▸ Source document

POV-Ray : Newsgroups : povray.unix : Re: 3.7rc6 on Raspberry PI, with/without openexr image artifacts : Re: 3.7rc6 on Raspberry PI, with/without openexr image artifacts Server Time
29 Apr 2024 07:50:34 EDT (-0400)
  Re: 3.7rc6 on Raspberry PI, with/without openexr image artifacts  
From: clipka
Date: 1 Aug 2013 14:34:34
Message: <51faaa3a$1@news.povray.org>
Am 01.08.2013 18:29, schrieb Craig Lindley:
> clipka <ano### [at] anonymousorg> wrote:
>> Am 13.12.2012 14:48, schrieb clipka:
>>
>>> Turning off /all/ optimizations does give the expected results. I don't
>>> consider this an option though, so I guess we'll have to wait for
>>> feedback from the raspbian team.
>>
>> I've received feedback at last: The problem /may/ be solved with
>> gcc-4.7; I'm currently recompiling POV-Ray on my Pi.

▸ Problems to solve
1. Summarize the newsgroup post about POV-Ray 3.7rc6 on the Raspberry Pi in two sentences.
2. Write the next part of the newsgroup post about POV-Ray 3.7rc6 on the Raspberry Pi, starting after its last line.

▸ Data under study
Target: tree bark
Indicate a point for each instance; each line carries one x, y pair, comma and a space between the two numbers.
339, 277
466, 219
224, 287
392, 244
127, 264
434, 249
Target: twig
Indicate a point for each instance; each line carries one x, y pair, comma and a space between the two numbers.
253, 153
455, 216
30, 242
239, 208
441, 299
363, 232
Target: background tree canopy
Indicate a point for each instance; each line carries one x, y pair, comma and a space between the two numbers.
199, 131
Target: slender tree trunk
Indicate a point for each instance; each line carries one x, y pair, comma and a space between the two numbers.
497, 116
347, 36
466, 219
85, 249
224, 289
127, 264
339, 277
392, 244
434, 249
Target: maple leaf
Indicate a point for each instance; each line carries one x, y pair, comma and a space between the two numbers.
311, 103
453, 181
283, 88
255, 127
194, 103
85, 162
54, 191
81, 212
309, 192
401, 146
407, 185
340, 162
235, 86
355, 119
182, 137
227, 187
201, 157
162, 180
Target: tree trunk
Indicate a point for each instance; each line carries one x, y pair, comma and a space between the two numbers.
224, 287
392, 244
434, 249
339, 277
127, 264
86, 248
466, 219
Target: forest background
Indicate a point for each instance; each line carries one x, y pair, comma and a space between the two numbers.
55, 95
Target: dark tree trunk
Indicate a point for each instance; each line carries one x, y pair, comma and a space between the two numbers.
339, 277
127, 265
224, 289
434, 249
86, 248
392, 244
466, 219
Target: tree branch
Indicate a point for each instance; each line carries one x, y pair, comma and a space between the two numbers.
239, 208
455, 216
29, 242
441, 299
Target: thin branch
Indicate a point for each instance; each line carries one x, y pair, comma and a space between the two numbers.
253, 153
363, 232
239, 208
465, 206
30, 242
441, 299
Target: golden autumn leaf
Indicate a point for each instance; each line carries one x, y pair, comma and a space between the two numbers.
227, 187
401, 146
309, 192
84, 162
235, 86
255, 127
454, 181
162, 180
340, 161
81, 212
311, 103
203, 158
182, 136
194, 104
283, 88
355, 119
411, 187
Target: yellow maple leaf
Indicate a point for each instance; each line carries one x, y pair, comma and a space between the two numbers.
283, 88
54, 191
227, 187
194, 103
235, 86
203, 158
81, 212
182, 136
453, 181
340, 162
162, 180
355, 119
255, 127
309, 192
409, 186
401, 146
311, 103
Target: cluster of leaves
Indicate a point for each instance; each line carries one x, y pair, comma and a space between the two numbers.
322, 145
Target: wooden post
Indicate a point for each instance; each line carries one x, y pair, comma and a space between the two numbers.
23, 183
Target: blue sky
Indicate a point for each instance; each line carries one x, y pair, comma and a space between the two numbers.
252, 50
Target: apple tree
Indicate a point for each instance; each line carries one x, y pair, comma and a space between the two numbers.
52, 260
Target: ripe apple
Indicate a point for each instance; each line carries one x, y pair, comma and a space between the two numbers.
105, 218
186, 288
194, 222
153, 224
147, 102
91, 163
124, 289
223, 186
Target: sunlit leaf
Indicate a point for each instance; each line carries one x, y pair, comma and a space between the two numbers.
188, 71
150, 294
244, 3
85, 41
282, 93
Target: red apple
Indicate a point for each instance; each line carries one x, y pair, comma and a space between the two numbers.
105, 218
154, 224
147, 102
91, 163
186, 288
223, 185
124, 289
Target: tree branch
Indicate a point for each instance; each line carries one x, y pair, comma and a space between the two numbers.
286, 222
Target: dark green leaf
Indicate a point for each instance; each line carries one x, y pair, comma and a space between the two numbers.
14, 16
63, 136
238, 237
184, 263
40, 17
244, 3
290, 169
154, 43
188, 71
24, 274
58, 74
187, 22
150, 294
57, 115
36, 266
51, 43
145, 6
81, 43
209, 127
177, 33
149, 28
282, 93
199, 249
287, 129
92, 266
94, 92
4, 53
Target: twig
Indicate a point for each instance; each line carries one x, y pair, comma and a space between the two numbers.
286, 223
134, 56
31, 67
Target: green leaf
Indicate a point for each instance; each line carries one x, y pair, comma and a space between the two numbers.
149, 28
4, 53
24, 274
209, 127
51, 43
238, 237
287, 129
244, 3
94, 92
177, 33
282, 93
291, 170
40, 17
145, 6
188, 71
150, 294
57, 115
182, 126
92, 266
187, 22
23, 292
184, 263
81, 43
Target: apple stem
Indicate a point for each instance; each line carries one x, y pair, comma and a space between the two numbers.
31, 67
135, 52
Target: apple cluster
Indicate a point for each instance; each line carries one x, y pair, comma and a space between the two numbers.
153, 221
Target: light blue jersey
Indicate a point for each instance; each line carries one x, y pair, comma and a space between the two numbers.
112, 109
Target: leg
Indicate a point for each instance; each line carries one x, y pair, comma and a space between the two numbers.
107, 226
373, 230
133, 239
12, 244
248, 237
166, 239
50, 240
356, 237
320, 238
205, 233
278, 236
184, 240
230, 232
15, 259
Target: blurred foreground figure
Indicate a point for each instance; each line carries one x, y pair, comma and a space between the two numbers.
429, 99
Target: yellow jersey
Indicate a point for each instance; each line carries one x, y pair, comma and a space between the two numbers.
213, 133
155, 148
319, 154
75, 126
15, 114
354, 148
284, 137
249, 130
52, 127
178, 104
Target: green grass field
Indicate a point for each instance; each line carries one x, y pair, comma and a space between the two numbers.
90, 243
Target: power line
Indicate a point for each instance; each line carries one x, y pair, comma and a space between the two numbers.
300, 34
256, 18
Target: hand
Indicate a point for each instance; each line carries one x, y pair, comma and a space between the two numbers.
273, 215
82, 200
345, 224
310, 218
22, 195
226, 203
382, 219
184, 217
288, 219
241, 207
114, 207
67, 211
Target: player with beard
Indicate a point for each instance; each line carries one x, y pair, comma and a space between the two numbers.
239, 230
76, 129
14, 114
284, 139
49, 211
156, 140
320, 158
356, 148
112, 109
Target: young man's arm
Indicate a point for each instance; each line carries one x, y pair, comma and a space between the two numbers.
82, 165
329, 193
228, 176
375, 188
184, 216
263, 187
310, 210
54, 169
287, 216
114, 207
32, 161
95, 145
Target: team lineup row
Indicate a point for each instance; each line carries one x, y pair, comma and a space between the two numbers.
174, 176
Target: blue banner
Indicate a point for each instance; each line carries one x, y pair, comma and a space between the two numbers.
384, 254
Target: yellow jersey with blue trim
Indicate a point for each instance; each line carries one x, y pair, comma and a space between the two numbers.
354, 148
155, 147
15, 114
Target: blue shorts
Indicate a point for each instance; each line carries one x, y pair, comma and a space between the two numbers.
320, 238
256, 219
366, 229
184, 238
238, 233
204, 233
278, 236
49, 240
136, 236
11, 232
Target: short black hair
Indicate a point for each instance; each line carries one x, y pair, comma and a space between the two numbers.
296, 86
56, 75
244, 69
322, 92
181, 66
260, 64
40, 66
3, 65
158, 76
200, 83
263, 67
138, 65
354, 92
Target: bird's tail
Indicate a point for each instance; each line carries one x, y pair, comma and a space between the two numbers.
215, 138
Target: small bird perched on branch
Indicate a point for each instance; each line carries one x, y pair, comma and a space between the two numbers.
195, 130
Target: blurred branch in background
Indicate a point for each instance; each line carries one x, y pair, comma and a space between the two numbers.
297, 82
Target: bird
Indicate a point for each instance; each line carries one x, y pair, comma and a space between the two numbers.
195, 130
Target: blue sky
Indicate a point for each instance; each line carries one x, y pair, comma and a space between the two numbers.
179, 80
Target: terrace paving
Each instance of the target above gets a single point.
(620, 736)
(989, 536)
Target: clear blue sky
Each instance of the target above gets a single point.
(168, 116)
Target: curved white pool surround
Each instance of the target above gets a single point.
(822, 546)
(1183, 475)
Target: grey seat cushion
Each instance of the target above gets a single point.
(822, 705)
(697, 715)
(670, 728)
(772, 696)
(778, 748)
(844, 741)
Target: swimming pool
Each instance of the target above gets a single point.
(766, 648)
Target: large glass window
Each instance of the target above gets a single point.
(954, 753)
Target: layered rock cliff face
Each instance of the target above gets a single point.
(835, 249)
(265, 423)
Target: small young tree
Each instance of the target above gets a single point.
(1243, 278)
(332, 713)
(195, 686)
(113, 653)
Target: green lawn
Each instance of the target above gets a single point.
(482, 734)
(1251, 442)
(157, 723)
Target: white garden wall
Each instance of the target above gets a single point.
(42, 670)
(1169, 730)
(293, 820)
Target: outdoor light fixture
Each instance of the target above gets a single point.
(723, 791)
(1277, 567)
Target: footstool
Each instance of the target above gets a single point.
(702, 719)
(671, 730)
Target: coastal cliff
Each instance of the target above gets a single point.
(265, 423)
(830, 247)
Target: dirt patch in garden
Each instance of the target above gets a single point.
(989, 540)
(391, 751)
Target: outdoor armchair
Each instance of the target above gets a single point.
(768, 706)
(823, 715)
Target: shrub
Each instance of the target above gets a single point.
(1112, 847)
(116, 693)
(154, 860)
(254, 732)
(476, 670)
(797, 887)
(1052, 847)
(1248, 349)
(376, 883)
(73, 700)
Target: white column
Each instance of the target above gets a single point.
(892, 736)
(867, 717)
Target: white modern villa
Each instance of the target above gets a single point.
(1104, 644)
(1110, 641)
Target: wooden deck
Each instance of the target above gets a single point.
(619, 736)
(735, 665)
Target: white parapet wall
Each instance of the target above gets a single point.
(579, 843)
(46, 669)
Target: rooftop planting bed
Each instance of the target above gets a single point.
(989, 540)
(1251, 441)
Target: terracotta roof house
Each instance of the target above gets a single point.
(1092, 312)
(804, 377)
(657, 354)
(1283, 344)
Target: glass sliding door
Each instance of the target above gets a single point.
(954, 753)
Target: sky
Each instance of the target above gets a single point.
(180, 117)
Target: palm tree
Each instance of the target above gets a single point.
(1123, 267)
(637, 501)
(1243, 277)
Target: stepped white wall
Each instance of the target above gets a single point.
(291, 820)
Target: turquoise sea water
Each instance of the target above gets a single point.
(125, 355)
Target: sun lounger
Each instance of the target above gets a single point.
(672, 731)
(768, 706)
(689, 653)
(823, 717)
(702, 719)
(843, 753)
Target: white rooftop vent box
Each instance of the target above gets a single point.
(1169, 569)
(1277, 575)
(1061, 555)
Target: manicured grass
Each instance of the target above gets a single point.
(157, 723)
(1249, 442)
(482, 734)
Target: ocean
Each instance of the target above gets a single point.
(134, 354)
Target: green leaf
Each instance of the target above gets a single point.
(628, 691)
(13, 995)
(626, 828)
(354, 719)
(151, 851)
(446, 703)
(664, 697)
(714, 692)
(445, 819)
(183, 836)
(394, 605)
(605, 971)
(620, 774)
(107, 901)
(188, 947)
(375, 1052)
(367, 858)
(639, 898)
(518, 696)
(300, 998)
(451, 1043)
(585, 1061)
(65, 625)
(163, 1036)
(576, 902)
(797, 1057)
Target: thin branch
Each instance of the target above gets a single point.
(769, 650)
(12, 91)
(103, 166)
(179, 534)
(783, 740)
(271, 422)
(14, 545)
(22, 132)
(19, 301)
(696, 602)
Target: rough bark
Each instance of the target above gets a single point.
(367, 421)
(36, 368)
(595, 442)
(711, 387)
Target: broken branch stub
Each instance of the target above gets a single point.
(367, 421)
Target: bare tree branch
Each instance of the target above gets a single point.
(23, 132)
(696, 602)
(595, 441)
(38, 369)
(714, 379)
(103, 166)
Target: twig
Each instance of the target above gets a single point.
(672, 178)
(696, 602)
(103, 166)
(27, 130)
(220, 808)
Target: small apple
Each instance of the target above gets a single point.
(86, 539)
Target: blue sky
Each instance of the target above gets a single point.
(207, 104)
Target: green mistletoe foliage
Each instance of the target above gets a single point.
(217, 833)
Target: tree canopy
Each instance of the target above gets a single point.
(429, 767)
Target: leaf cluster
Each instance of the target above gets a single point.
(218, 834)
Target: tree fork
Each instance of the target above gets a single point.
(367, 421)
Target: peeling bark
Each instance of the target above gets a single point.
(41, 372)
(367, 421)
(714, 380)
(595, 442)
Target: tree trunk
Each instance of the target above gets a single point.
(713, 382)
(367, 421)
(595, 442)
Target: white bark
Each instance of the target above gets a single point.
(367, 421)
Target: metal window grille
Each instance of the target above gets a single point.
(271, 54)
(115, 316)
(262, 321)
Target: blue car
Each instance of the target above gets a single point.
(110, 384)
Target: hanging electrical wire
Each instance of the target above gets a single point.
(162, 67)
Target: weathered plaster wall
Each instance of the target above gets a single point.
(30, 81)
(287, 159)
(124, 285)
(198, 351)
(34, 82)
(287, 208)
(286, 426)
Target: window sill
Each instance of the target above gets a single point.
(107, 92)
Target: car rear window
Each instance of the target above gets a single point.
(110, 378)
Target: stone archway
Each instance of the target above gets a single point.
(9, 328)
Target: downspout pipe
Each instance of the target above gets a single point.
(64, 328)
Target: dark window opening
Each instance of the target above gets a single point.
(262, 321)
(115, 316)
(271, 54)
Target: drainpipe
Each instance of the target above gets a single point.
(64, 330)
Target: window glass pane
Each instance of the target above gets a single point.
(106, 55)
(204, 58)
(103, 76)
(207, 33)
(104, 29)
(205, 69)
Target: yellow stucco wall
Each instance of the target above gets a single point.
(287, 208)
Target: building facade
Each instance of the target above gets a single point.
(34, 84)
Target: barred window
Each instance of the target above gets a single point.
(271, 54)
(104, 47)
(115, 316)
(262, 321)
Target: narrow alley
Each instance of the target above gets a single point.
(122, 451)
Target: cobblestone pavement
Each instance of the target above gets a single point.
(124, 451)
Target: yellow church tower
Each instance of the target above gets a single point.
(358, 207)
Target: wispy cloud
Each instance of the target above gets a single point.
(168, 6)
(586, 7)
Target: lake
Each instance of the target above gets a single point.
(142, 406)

▸ Your responses
1. In a message dated 13.12.2012, clipka wrote that turning off all optimizations gives the expected results but that this was not an option, so feedback from the raspbian team would be needed. Clipka later reported receiving that feedback, which said the problem may be solved with gcc-4.7, and was recompiling POV-Ray on a Pi.

2.
>>
>> Raspbian Wheezy's standard gcc package is still at 4.6, so I had to
>> manually install the gcc-4.7 and g++-4.7 packages, and force the
>> ./configure script to actually use gcc-4.7 via the "CXX=gcc-4.7" option.
>>
>> We shall see in a couple of hours whether that actually solves the issue.
>
> I haven't tried 3.7 but 3.6.1 on the RPi using the 4.7 versions of the compiler
> seem to work fine.

I wouldn't trust it; regarding the 3.7 issues, gcc 4.7 did somewhat 
change the symptoms, but apparently not the underlying problem.

There's something seriously fishy going on (or at least was, last time I 
tried) when the Pi tries to do single-precision vector computations with 
very small (near-zero) numbers involved, and in some inexplicable way it 
is very, /very/ sensitive to the structure of the program that does 
these computations. Stuff like, say, you boil down the error to a small 
program running some very simple computations in a loop 10 times, 
triggering the bug on the 5th iteration; you reduce the loop count to 8 
times, and suddenly the error does /not/ occur anymore, or manifests in 
an entirely different manner. You "unroll" the loop into a sequence of 
identical computations, and the program's behaviour changes yet again. 
You use a different compiler, and the error goes away, but only in that 
small boiled-down program, while still manifesting in the big program 
that you're actually trying to get fixed.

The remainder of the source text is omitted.